## EXERCISE DESCRIPTION
The full set of entries below must be returned exactly as shown.

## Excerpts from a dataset

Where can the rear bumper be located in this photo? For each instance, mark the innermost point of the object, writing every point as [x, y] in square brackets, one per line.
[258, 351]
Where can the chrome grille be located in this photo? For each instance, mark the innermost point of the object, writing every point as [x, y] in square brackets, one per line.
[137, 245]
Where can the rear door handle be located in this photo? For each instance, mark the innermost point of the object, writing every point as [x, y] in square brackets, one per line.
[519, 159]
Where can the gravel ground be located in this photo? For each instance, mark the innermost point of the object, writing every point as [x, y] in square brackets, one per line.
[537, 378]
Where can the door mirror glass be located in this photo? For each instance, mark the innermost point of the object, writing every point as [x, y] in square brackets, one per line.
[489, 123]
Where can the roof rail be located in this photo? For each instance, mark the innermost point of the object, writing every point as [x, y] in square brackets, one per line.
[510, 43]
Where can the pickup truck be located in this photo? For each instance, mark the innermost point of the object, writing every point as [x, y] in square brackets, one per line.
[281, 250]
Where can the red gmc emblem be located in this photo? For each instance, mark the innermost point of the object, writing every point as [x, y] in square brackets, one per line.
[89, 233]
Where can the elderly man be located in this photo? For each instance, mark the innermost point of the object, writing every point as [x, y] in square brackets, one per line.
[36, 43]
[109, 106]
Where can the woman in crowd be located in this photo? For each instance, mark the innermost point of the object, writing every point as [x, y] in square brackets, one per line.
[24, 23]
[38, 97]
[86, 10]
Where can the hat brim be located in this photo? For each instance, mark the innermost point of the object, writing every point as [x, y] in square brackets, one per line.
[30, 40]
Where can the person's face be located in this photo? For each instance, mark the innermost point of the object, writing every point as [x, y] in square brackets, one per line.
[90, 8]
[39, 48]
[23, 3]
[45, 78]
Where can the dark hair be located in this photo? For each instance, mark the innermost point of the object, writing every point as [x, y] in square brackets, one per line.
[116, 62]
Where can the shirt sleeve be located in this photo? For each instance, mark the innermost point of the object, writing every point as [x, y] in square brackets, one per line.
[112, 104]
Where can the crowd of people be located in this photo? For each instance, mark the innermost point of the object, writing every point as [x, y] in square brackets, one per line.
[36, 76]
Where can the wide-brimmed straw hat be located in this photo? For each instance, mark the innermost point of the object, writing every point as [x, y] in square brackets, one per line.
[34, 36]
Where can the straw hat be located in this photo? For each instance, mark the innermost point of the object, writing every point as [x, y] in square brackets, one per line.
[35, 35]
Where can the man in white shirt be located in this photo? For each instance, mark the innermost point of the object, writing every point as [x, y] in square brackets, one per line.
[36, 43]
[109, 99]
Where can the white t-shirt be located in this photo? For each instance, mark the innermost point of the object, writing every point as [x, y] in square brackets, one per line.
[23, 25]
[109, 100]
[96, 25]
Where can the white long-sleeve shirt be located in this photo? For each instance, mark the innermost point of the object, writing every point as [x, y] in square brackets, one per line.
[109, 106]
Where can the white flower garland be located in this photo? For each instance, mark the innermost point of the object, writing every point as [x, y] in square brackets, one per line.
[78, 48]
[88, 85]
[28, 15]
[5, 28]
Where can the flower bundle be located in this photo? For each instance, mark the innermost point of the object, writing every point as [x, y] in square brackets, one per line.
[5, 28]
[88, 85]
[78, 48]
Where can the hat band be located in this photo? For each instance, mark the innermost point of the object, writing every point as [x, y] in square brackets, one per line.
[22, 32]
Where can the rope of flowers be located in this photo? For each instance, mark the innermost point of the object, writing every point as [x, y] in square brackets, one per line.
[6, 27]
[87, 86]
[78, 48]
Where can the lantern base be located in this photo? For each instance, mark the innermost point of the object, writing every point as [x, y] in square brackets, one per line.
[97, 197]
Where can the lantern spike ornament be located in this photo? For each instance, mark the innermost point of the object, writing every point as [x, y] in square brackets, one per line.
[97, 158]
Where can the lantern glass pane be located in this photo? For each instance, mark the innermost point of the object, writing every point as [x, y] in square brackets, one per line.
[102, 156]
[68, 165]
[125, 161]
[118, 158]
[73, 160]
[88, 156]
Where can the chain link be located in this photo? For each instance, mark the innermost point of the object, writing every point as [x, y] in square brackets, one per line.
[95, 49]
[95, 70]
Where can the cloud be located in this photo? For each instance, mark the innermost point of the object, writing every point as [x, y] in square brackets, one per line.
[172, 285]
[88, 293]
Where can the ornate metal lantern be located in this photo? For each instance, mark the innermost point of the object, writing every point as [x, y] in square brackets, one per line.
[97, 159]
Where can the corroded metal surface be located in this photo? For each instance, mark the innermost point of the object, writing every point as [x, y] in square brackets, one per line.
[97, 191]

## TASK RESPONSE
Where can the rear bumper be located in this photo? For each instance, mark the innermost point of the object, writing every point as [x, y] in square brackets, one per line.
[258, 351]
Where can the chrome grille be located in this photo? For each instance, mark the innermost point of the object, writing every point as [x, y] in square brackets, one per line.
[137, 245]
Where can the rear door handle be located in this photo? For each instance, mark the innermost point of the object, writing every point as [x, y] in square brackets, one per line.
[519, 159]
Where can the gravel ground be located in this photo? For each instance, mark the innermost point of the object, writing every point as [x, y] in square brackets, one per line.
[537, 378]
Where can the door mirror glass be located in this photo? For each instance, mark the innermost point of the object, writing every point as [x, y] in square brackets, one per line.
[489, 123]
Where can the roof rail be located in this photo? For each instance, mark the innermost point of the object, writing every point as [x, y] in square brackets, one per line.
[510, 43]
Where can the pickup truck be located in this photo? For each instance, mark the innermost point of the object, writing every point as [x, y] in square brackets, one per line.
[281, 250]
Where can the red gmc emblem be located in this photo? For each instance, mark the innermost point of the object, writing every point as [x, y] in square brackets, one per line.
[89, 233]
Where can the elderly man be located in this photo? For each instance, mark the innermost point of the object, writing every point as [x, y] in square brackets, one per line.
[36, 43]
[109, 106]
Where can the woman in crowd be located in this photo? For each instance, mark the innermost point of the object, writing every point as [x, y] in square brackets, one per line.
[24, 23]
[38, 97]
[86, 10]
Where can the hat brim be located in this photo? For each instance, mark the innermost point of the object, writing every point as [x, y] in square brackets, one per line.
[30, 40]
Where can the person's face be located in this photo? For each instance, mark the innermost point of the object, writing every point as [x, y] in square brackets, one per line.
[90, 8]
[39, 48]
[23, 3]
[45, 78]
Where can the dark hair be located in this photo? For each instance, mark the innermost point of the object, writing every point as [x, y] in square brackets, one per line.
[116, 62]
Where can the shirt sleeve be located in this photo? For each instance, mark the innermost point of the object, writing every point as [x, y] in square brackets, one per line.
[112, 104]
Where can the crowd of people be located in this photo? For each instance, mark the innermost point of the object, writing every point as [x, y] in square brackets, one per line.
[36, 76]
Where can the wide-brimmed straw hat be located in this photo? For each instance, mark the innermost point of the object, writing every point as [x, y] in square brackets, one per line.
[34, 36]
Where can the straw hat be located in this photo? For each instance, mark the innermost point of the object, writing every point as [x, y] in square brackets, one per line.
[35, 35]
Where can the man in white shirt be located in this photo? For each instance, mark the innermost point of the object, writing every point as [x, y] in square brackets, one per line.
[36, 43]
[109, 99]
Where can the white t-shirt be located in this photo? For each instance, mark the innermost point of the object, writing every point as [x, y] in square brackets, one per line.
[23, 25]
[109, 100]
[96, 25]
Where can the white long-sleeve shirt be located in this photo? For each instance, mark the innermost point of the object, writing every point as [x, y] in square brackets, one per line.
[109, 106]
Where can the white flower garland be located in this photo? For each instance, mark the innermost point of the object, writing every point as [x, y] in square brackets, one per line.
[78, 48]
[88, 85]
[28, 15]
[5, 28]
Where can the flower bundle be located in this photo? For each instance, mark the innermost point of the object, writing every point as [x, y] in square brackets, one per line.
[5, 28]
[88, 85]
[78, 48]
Where can the hat band be located in this photo? For each instance, mark the innermost point of the object, writing every point as [x, y] in square brackets, one per line.
[22, 32]
Where can the rope of flowers be located in this photo? For each instance, mark the innermost point of the object, writing every point as [x, y] in square brackets, one per line.
[6, 27]
[87, 86]
[78, 48]
Where can the lantern base be located in this photo? For each instance, mark the innermost point of the object, writing every point as [x, y] in square brackets, one per line.
[97, 197]
Where can the lantern spike ornament be located in this photo? For each instance, mark the innermost point of the object, writing every point as [x, y] in square brackets, one per line.
[97, 158]
Where can the lantern glass pane be located in this photo? For each instance, mark the innermost point of the object, writing every point as [x, y] in square brackets, one per line.
[102, 156]
[68, 165]
[125, 161]
[118, 158]
[73, 160]
[88, 156]
Where can the chain link be located in this photo? For each instance, mark the innermost point of the object, writing every point as [x, y] in square brackets, one per line.
[95, 49]
[95, 70]
Where can the cloud be located in this photo? For each instance, mark the innermost point of the object, writing every point as [x, y] in square brackets, one per line.
[172, 285]
[88, 293]
Where can the ornate metal lantern be located in this photo? For each instance, mark the innermost point of the object, writing every point as [x, y] in square brackets, one per line.
[97, 159]
Where can the corroded metal surface be located in this photo? For each instance, mark the innermost point of the object, writing every point as [x, y] in square brackets, one per line.
[97, 191]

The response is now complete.